§ **Document text**:
────────────────

The Poverty Trap – The Economics Of Communal Land Use

 

June 5th, 2012

The Poverty Trap - The Economics Of Communal Land Use

By Dale Doré, a discussion paper in the Zimbabwe Land Series

Executive Summary

This paper recounts how the blossoming of smallholder agriculture in the mid-1980s began to fade when unsustainable costs began to mount. It tries to show that no amount of donor funds to support state-driven agricultural development will reduce poverty while households are entrapped in the current system of agriculture. At the system’s core lie the limited rights to land. Without the right to buy, sell, rent or otherwise transfer land, and when land and other natural resources are free for all, the system becomes beset by market failure, perverse incentives, waste and environmental degradation. The paper explains how, under the pressure of population growth, people’s livelihoods and the environment have been systematically decimated. A subsequent paper will show how modifications to the system can, over time, commercialise smallholder agriculture and emancipate rural Zimbabweans from a life of grinding poverty.

The rise and fall of smallholder agriculture

Hundreds of thousands of poor rural families struggle to subsist on smallholdings in the communal areas, much of it in semi-arid areas with poor soils. At Independence it was estimated that there were nearly three times as many people living in the communal areas than the land could sustain. The Zimbabwe Government therefore prioritised programmes to decongest the communal areas and reduce poverty. These included intensifying agriculture, resettling families, and encouraging families to migrate and settle in towns and cities.

Vindication for Zimbabwe’s agricultural intensification programme seemed to come when national smallholder maize and cotton production surpassed commercial farm production in 1985 and 1986. Rukuni and Eicher (1994) dubbed the country’s success ‘Zimbabwe’s second agricultural revolution’. Yet, by the close of the 1980s the rate of resettlement had slowed to a trickle, the expected migration of households had failed to materialise, and the costs of the smallholder agricultural miracle were being counted.

The problem started when the government offered generous producer prices to support smallholders, which created an oversupply of maize. The Grain Marketing Board (GMB) not only had to pay smallholders above the market price for all their produce, but its maize handling and storage costs soared. Moreover, it had to absorb the heavy costs of expanding its network of maize depots and collection points into areas that were not economically viable. To make matters worse, the government’s decision to subsidise urban maize consumption left the GMB with a burgeoning and unsustainable budget deficit.

Figure 1: Agricultural marketing losses during the 1980s [Source: Doré (2009)]

The government was suddenly forced to back-track, announce more realistic maize prices, and restrict credit to those who had repaid their loans. Inevitably, smallholder production declined. It turned out that the short-lived rise in smallholder production had been unsustainable and only achieved on the back of unpaid AFC loans and producer subsidies, and at the expense of GMB’s huge deficit. But there was another disturbing feature of the ‘maize miracle’: broad-based poverty reduction had proved illusionary. Research showed that three-quarters of smallholder maize sales came from only 10 percent of smallholder farmers who were located in the better farming areas (Rohrbach et al., 1990). Disturbingly, it also “deflected attention from the extensive and consistent reliance of a large proportion of smallholders on public food distribution programmes” (ibid:106).

────────────────

§ **Dataset excerpt**:
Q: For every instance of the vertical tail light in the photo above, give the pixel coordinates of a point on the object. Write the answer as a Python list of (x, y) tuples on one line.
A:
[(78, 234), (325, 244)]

────────────────

§ **Tasks to perform**:
1/ Write out the passage of the paper on communal land use starting at "The rise and" and ending at "towns and cities.".
2/ In the paper on communal land use, in which years did national smallholder maize and cotton production surpass commercial farm production?
3/ Carry on writing the paper on communal land use from its last sentence.

§ **Set of answers**:
1/
The rise and fall of smallholder agriculture

Hundreds of thousands of poor rural families struggle to subsist on smallholdings in the communal areas, much of it in semi-arid areas with poor soils. At Independence it was estimated that there were nearly three times as many people living in the communal areas than the land could sustain. The Zimbabwe Government therefore prioritised programmes to decongest the communal areas and reduce poverty. These included intensifying agriculture, resettling families, and encouraging families to migrate and settle in towns and cities.

2/ 1985 and 1986.

3/
By the mid-1990s, less and less was heard of efforts to address overcrowding and poverty in the communal areas, and the Rukuni Commission’s recommendations for communal land tenure reforms had been quietly shelved. As the communal areas stagnated as pools of poverty, resources were poured into the politically expedient resettlement programme. By then, the population in the already overcrowded communal areas had swollen to over one million households.

The perpetuation of poverty

As population growth reduced the availability of good arable land, farming households had two basic choices: families could either subdivide their good land into smaller and less viable plots, or they had to look for more marginal land elsewhere.

The first option entailed established farmers subdividing their good land between their married sons. Often this meant that the new farming family had too little land to both produce enough food to eat and market a surplus to earn cash. Without the surplus production, the new smallholder family would struggle to earn additional income to educate their children, maintain their family’s health and, crucially, buy fertilizer for the following year’s crop. In the event of poor weather or drought, the family would not even be able to feed itself. Inevitably, it would be added to the growing list of recipients of international food aid.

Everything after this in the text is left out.